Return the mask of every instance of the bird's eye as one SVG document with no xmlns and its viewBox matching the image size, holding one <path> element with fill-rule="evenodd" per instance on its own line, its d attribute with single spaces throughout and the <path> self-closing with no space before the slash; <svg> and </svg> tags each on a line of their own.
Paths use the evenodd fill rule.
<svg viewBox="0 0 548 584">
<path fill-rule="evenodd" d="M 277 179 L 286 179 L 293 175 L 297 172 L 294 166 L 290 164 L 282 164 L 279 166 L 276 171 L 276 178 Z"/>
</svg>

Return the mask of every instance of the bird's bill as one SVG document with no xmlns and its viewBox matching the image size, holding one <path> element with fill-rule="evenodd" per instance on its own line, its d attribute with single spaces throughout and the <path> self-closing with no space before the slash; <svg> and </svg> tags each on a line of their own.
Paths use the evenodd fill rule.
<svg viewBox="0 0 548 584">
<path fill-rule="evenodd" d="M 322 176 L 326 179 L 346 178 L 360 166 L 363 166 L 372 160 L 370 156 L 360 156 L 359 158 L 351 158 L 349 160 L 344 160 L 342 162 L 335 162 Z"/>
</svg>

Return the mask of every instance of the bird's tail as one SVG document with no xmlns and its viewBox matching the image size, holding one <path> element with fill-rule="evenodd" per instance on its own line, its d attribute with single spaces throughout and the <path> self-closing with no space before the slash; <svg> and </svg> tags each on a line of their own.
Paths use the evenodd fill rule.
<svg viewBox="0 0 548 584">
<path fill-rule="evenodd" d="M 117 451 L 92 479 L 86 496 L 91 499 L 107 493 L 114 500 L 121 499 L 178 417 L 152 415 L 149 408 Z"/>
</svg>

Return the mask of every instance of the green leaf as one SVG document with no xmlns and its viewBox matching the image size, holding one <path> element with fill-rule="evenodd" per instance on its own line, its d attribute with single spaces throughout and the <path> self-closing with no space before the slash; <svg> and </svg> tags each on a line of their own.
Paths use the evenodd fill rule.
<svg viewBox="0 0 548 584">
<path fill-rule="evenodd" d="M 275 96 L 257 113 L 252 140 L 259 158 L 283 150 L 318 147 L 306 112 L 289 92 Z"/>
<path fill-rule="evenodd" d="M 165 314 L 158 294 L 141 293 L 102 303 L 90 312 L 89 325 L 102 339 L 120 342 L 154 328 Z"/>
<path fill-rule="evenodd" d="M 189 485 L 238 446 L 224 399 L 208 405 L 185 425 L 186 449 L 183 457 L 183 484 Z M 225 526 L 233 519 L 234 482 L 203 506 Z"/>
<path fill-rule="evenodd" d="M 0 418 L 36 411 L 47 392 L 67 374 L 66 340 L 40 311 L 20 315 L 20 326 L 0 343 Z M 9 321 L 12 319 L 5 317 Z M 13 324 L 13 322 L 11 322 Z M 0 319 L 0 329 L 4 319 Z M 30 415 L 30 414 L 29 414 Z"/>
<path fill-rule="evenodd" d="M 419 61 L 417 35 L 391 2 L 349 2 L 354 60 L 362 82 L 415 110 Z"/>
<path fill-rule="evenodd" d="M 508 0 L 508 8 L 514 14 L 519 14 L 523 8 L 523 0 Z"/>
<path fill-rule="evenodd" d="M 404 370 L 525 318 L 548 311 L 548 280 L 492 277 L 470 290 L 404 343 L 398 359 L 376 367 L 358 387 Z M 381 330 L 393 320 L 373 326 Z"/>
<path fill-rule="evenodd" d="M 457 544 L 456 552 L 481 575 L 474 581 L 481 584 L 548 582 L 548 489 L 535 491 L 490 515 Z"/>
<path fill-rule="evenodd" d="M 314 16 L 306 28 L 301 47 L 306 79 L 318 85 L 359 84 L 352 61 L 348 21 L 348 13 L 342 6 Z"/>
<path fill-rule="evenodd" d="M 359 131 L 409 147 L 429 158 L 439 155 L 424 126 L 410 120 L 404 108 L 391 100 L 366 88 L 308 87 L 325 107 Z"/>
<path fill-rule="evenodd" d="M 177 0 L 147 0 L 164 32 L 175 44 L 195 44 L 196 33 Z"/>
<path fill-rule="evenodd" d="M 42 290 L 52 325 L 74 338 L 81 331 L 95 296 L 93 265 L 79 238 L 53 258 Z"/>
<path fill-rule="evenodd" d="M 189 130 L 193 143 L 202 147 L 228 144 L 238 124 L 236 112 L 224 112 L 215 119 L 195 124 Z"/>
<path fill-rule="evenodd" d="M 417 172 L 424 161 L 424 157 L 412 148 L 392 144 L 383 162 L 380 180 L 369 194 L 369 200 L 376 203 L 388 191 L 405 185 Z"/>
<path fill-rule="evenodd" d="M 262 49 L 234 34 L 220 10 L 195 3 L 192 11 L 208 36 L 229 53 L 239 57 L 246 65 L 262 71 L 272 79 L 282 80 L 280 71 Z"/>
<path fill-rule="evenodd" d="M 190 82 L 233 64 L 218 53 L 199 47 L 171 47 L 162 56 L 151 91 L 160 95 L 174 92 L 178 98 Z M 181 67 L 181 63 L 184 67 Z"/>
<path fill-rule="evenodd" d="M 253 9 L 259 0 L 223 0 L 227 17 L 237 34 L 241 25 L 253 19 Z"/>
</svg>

● ● ● ●

Your goal: Reproduce all of the data above, substituting "each instance" for each occurrence of "every instance" and keeping everything else the same.

Finished answer:
Return the mask of each instance of the bird's eye as one SVG document with no xmlns and its viewBox matching the image size, holding one <path> element with fill-rule="evenodd" per instance on its own line, its d attribute with single spaces throughout and the <path> self-closing with no space before the slash; <svg> and </svg> tags each on a line of their own.
Paths use the evenodd fill rule.
<svg viewBox="0 0 548 584">
<path fill-rule="evenodd" d="M 277 179 L 286 179 L 293 175 L 297 172 L 294 166 L 290 164 L 282 164 L 279 166 L 276 171 L 276 178 Z"/>
</svg>

Return the mask of each instance of the bird's bill as one SVG document with no xmlns and its viewBox matching the image size, holding one <path> element with fill-rule="evenodd" per instance on its own line, its d attribute with single spaces throughout and the <path> self-closing with no space before the slash; <svg> and </svg> tags each on a line of their own.
Paths use the evenodd fill rule.
<svg viewBox="0 0 548 584">
<path fill-rule="evenodd" d="M 322 176 L 326 179 L 346 178 L 360 166 L 363 166 L 372 160 L 370 156 L 360 156 L 359 158 L 351 158 L 349 160 L 344 160 L 342 162 L 335 162 Z"/>
</svg>

Return the mask of each instance of the bird's tail as one SVG document with no xmlns and its viewBox matching the image size, holding one <path> element with fill-rule="evenodd" per instance on its own line, its d attribute with single spaces throughout and the <path> self-closing with no space before the slash; <svg> and </svg> tags each on a line of their own.
Paths use the evenodd fill rule.
<svg viewBox="0 0 548 584">
<path fill-rule="evenodd" d="M 117 451 L 92 479 L 86 496 L 91 499 L 107 493 L 114 500 L 121 499 L 178 417 L 152 415 L 149 408 Z"/>
</svg>

Return the mask of each instance of the green leaf as one SVG document with no xmlns and its viewBox matching the image size, holding one <path> element with fill-rule="evenodd" per instance on its own line, its d attribute with single spaces throughout and the <path> self-closing with no space before the slash; <svg> and </svg> tags each on a line of their own.
Paths use the evenodd fill rule.
<svg viewBox="0 0 548 584">
<path fill-rule="evenodd" d="M 275 96 L 257 113 L 252 140 L 259 158 L 283 150 L 318 147 L 306 112 L 289 92 Z"/>
<path fill-rule="evenodd" d="M 165 314 L 158 294 L 141 293 L 102 303 L 90 312 L 89 325 L 102 339 L 120 342 L 154 328 Z"/>
<path fill-rule="evenodd" d="M 189 485 L 238 446 L 224 399 L 208 405 L 185 425 L 186 449 L 183 457 L 183 484 Z M 225 526 L 233 519 L 234 482 L 203 506 Z"/>
<path fill-rule="evenodd" d="M 0 418 L 36 411 L 47 392 L 67 374 L 66 340 L 40 311 L 20 315 L 20 326 L 0 343 Z M 9 321 L 12 319 L 5 317 Z M 13 324 L 13 322 L 11 322 Z M 0 319 L 0 329 L 4 319 Z M 30 415 L 30 414 L 29 414 Z"/>
<path fill-rule="evenodd" d="M 419 61 L 417 35 L 391 2 L 349 2 L 354 60 L 362 82 L 415 110 Z"/>
<path fill-rule="evenodd" d="M 508 0 L 508 8 L 514 14 L 519 14 L 523 8 L 523 0 Z"/>
<path fill-rule="evenodd" d="M 404 370 L 525 318 L 548 311 L 548 280 L 492 277 L 470 290 L 404 343 L 398 359 L 376 367 L 358 387 Z M 381 330 L 393 320 L 373 326 Z"/>
<path fill-rule="evenodd" d="M 457 544 L 456 552 L 481 575 L 474 581 L 481 584 L 548 582 L 548 489 L 535 491 L 490 515 Z"/>
<path fill-rule="evenodd" d="M 314 16 L 306 28 L 301 47 L 306 79 L 318 85 L 359 84 L 352 61 L 348 21 L 348 13 L 342 6 Z"/>
<path fill-rule="evenodd" d="M 359 131 L 409 147 L 429 158 L 439 155 L 424 126 L 410 120 L 404 108 L 391 100 L 366 88 L 308 87 L 325 107 Z"/>
<path fill-rule="evenodd" d="M 177 0 L 147 0 L 164 32 L 175 44 L 195 44 L 196 33 Z"/>
<path fill-rule="evenodd" d="M 42 290 L 52 325 L 74 338 L 81 331 L 95 296 L 93 265 L 79 238 L 53 258 Z"/>
<path fill-rule="evenodd" d="M 189 130 L 193 143 L 202 147 L 228 144 L 238 124 L 236 112 L 224 112 L 215 119 L 195 124 Z"/>
<path fill-rule="evenodd" d="M 417 172 L 424 161 L 424 157 L 412 148 L 392 144 L 383 162 L 380 180 L 369 194 L 369 200 L 376 203 L 388 191 L 405 185 Z"/>
<path fill-rule="evenodd" d="M 262 49 L 234 34 L 220 10 L 195 3 L 192 11 L 208 36 L 229 53 L 239 57 L 246 65 L 262 71 L 272 79 L 282 80 L 280 71 Z"/>
<path fill-rule="evenodd" d="M 190 82 L 233 64 L 218 53 L 199 47 L 171 47 L 162 56 L 151 91 L 160 95 L 174 92 L 178 98 Z M 181 67 L 181 63 L 184 67 Z"/>
<path fill-rule="evenodd" d="M 253 9 L 259 0 L 223 0 L 227 17 L 237 34 L 241 25 L 253 19 Z"/>
</svg>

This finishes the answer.